_Parts of the exercise:_
**a.** In the passage on Lund's fly myiasis below, rewrite the paragraph beginning "Myiasis is generally defined" as a short bulleted list that keeps its main facts.
**b.** Answer these questions from the passage on Lund's fly myiasis below:
(i) Which fly's myiasis is described as very similar to the one caused by Lund's fly?
(ii) What three things does the central opening of the furuncle make possible or allow to pass?
(iii) At what larval stage does the larva drop out?

_Reading passage:_
Myiasis is generally defined as the infestation of animal tissue by the larvae of some flies. The larvae of myiasis-causing flies feed on animal tissue and/or bodily fluids. Myiasis caused by Lund's fly larvae have been reported in Ethiopia, Uganda, Congo, Kenya, Ghana, and Cameroon. It is very similar to the myiasis that caused by the tumbu fly, the latter co-existing in the same geographical regions as Lund's fly. Clinical symptoms start with the formation of a red papule, which is characterized by a small raised swollen area of the skin. These can form on any area of the skin, with the arms, legs, arms, and back most frequently affected. Patients typically do not report pain at this stage of infection. The papule enlarges with time, penetrates deep into the skin, and develops a central opening, now classified as a furuncle. The central opening facilitates gaseous exchange for the larva while a serous fluid also exits the same opening. The central opening also makes it possible for the larva to excrete its fecal matter. At this point, itching and burning sensation are usually described by patients in the affected areas of the skin. Patients also report symptoms such as insomnia (due to pains at night) and fatigue. The disease is usually self-limiting as the larva drops out, upon reaching the third-instar larval stage. Also, Lund's fly larvae infestation in systemic areas, such as the internal organs, or blood vessels, has not been reported. The most serious incident of Lund's fly-induced myiasis reported so far resulted in swelling of the lymph nodes due to adverse immune reactions in the patient.

_Extracted records:_
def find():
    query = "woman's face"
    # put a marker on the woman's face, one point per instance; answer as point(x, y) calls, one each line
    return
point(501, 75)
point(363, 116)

_Results:_
**a.**
- Myiasis is the infestation of animal tissue by fly larvae, which feed on the tissue and/or bodily fluids.
- Myiasis from Lund's fly larvae has been reported in Ethiopia, Uganda, Congo, Kenya, Ghana, and Cameroon. It closely resembles tumbu fly myiasis, which occurs in the same regions.
- It begins as a red papule, a small raised swollen area that can form anywhere on the skin. The arms, legs, and back are affected most often. There is usually no pain at this stage.
- The papule enlarges, penetrates deep into the skin, and develops a central opening, becoming a furuncle. The opening allows gas exchange and excretion of the larva's fecal matter, and serous fluid exits through it.
- At this stage patients report itching, burning, insomnia from night pain, and fatigue.
- The disease is usually self-limiting: the larva drops out when it reaches the third-instar stage.
- No infestation of internal organs or blood vessels has been reported.
- The most serious case reported so far involved swollen lymph nodes due to adverse immune reactions.

**b.**
(i) The tumbu fly.
(ii) Gaseous exchange for the larva, the exit of serous fluid, and the excretion of the larva's fecal matter.
(iii) The third-instar larval stage.